--- Selected excerpt ---
begin

Speak No Evil: What We Can Learn From Jacinda Ardern's Response to Christchurch | Opinion

The violence in Christchurch offers a turning point in how societies come to terms with the willful slaughter of innocents. The attacker's decision to live-stream the atrocity on social media platforms shows the devastating power of new media technologies, but it has been New Zealand Prime Minister Jacinda Ardern's response that has captured the world's attention.

We have known for some time that new media technologies are completely transforming all social relationships. This is particularly the case in the context of violence, where the relations between perpetrator, victim and witness have been dramatically alerted.

But what has been so important or unique about Ardern's response and what can we learn going forward?

It has been widely commented that Ardern's emotional reaction transcended all political and cultural differences, offering genuine empathy for the victims. And yet should we not see this evidence of basic humanism more as a damning indictment of the state of politics today? Was Ardern simply not doing what any politician should be doing when confronting such tragedies? And how have we come so far in the stripping out of emotion from politics, where empathy, compassion and human connections are seen as radical?

What has certainly captured the journalists' attention has been Ardern's decision not to speak the name of the perpetrator, thereby shifting the focus away from the attacker's identity onto the body of the victims. This is reminiscent of the heartfelt approach also taken by Brendan Cox following the death of his wife, Jo Cox, the former British Parliament member. Another reminder that white terror is very real and its consequences far reaching.

end

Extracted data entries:
begin

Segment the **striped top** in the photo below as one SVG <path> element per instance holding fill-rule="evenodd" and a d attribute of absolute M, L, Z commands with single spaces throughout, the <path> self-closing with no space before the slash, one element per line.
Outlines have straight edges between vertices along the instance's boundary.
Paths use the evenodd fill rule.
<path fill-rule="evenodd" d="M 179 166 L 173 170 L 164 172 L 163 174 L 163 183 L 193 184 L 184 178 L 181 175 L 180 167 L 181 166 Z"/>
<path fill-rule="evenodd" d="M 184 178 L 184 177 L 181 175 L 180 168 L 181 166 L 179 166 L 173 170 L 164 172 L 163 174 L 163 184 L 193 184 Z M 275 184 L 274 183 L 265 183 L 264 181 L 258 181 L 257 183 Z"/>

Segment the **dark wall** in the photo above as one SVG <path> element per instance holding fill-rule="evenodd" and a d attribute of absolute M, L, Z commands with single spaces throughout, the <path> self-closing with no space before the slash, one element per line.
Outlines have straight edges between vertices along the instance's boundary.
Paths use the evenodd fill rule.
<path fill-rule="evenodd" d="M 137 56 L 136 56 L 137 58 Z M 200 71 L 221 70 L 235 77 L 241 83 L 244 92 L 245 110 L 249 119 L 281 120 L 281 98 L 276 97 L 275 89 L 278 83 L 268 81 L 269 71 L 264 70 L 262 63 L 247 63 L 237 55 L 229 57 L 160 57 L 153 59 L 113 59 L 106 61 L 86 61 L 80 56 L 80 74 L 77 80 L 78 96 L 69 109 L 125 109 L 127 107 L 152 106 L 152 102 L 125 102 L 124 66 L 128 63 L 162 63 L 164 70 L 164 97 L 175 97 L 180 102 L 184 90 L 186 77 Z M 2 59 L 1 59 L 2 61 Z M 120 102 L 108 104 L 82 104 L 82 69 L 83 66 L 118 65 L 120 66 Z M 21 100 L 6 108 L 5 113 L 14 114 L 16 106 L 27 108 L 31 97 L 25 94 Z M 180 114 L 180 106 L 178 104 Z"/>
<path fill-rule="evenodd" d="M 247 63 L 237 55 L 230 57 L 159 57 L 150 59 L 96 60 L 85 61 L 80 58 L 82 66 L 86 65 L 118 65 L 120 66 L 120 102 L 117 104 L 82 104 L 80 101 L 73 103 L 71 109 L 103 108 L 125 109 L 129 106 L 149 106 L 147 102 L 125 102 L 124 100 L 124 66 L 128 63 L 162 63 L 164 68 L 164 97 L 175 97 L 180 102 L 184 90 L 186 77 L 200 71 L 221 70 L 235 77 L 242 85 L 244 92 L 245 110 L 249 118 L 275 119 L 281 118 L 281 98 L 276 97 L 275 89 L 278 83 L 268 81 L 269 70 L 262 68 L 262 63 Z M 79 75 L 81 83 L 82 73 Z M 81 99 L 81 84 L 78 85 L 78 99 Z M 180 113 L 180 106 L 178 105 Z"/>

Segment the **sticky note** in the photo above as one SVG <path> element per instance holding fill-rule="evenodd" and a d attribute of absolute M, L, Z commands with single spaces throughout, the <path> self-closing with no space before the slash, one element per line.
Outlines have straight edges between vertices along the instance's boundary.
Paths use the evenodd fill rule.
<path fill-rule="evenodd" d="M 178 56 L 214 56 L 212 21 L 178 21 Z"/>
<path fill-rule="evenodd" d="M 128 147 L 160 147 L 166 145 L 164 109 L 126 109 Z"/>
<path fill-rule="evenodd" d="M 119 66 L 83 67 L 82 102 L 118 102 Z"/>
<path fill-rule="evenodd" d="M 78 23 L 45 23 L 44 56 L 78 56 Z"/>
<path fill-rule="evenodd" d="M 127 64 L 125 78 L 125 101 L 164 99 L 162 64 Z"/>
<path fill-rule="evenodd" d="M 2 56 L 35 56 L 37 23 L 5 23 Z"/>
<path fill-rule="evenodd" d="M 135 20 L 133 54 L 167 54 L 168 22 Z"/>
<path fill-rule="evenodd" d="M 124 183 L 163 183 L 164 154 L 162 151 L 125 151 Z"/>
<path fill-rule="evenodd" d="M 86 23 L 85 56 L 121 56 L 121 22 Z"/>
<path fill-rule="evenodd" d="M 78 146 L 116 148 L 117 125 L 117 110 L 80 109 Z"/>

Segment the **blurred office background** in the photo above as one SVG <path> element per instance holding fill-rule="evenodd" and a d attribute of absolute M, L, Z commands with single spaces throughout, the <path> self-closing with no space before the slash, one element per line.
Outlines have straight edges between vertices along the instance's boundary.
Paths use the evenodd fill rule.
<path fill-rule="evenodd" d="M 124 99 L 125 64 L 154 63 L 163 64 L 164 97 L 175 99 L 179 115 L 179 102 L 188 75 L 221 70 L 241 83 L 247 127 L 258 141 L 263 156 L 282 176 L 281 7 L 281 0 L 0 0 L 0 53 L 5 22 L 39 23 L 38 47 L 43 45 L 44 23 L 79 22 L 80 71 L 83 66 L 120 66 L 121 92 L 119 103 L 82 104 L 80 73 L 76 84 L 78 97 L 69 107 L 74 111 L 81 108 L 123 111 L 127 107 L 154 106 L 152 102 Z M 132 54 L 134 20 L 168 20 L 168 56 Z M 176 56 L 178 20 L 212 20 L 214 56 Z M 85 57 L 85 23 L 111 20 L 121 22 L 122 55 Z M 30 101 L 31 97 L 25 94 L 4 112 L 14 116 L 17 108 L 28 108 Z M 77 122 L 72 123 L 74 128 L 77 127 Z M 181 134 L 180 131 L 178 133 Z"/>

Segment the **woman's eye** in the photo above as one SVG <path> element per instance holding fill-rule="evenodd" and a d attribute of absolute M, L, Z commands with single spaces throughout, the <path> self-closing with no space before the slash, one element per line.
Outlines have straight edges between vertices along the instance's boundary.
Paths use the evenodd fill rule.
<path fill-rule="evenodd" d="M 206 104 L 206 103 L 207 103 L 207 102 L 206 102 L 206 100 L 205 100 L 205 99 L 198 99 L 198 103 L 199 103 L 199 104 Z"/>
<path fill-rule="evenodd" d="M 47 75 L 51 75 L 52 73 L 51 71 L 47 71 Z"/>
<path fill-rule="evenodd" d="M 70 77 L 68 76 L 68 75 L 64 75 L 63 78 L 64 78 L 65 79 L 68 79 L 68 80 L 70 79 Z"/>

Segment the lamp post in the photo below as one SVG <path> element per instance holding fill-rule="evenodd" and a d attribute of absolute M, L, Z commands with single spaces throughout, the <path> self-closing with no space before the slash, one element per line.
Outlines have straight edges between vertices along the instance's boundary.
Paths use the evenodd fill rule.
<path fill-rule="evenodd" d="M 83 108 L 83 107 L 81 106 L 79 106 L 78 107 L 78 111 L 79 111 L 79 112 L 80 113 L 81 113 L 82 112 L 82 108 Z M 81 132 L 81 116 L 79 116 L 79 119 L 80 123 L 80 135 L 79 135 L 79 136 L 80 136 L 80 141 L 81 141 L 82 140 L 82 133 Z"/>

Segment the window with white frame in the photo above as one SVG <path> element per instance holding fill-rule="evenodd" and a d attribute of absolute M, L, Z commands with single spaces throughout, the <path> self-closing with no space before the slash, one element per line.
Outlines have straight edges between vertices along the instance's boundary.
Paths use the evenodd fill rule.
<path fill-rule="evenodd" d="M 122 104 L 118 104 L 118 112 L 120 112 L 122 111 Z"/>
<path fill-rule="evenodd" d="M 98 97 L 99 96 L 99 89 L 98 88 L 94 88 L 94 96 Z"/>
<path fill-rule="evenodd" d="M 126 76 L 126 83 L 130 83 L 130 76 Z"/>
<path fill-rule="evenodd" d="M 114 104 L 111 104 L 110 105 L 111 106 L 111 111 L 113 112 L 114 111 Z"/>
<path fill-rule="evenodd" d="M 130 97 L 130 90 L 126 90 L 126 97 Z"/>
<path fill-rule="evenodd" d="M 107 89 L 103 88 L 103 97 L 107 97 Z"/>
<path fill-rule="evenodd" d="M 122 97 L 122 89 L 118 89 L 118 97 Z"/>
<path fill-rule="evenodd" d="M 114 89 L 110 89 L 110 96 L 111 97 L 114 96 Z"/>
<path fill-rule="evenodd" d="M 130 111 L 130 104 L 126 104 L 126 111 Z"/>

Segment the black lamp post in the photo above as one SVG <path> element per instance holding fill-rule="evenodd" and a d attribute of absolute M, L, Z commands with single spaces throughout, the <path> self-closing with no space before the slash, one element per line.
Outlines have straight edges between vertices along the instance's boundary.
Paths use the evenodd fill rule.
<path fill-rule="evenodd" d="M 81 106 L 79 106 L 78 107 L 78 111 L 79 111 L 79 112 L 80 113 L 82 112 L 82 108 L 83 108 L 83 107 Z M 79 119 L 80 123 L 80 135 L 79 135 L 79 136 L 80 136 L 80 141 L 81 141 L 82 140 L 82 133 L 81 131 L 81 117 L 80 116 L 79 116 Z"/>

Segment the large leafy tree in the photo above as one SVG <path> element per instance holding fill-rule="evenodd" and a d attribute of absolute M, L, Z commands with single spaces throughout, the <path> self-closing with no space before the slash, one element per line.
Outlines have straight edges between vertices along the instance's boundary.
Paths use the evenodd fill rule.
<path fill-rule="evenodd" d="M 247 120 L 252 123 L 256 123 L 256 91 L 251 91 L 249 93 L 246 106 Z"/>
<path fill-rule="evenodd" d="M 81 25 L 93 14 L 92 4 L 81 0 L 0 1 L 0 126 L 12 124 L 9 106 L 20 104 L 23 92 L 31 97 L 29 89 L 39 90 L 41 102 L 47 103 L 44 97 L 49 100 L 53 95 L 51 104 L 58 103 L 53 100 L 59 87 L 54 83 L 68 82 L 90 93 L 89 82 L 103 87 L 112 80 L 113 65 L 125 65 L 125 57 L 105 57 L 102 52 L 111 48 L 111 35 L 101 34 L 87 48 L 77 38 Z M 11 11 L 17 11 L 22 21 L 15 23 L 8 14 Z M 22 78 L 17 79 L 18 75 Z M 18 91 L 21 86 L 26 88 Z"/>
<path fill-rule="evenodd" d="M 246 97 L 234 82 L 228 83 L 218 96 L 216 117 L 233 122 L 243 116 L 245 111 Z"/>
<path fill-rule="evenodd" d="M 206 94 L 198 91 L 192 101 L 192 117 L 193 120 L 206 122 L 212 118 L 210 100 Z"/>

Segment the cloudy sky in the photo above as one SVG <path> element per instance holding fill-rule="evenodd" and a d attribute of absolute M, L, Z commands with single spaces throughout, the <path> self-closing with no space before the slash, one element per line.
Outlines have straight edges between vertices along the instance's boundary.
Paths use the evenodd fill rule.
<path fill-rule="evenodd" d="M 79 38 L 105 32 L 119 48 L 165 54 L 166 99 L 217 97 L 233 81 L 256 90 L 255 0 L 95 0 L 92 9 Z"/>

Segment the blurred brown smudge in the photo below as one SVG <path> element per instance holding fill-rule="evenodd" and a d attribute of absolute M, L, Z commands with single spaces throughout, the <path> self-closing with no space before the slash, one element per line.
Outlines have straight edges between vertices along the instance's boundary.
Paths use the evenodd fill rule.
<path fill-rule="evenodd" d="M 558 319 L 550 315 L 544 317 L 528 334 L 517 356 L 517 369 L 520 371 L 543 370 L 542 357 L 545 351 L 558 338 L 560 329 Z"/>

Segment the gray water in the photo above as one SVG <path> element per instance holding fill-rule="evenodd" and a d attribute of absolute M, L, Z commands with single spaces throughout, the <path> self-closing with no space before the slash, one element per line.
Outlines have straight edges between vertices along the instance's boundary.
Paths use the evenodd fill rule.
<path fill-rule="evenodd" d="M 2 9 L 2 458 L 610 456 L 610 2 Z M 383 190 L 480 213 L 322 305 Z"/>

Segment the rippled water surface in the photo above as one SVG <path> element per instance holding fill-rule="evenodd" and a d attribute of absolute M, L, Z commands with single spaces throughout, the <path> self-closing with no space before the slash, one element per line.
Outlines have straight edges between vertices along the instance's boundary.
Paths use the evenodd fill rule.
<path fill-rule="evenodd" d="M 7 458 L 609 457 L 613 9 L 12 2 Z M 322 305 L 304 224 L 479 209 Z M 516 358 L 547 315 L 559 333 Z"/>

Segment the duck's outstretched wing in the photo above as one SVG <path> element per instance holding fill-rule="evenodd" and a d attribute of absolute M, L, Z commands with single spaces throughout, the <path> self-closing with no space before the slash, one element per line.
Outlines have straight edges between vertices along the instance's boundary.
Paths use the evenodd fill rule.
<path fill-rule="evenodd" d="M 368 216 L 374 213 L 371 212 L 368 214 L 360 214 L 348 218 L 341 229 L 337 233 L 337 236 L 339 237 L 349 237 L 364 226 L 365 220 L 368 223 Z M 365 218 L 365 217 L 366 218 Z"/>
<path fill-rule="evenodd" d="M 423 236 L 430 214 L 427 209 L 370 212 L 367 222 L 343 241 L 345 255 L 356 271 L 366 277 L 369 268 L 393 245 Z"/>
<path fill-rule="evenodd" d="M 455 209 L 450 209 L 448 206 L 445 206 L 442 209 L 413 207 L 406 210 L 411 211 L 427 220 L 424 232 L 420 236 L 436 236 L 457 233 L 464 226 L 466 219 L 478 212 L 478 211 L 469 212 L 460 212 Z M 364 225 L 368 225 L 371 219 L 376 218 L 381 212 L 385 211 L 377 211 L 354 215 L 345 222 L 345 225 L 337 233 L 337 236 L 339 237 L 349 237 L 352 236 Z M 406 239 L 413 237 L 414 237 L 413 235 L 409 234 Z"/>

end

--- Stated task ---
According to the opinion piece on Jacinda Ardern's response to Christchurch, who took an approach similar to her decision not to speak the perpetrator's name? This data was taken from a different source.

--- Solution to this exercise ---
Brendan Cox, following the death of his wife, Jo Cox, the former British Parliament member.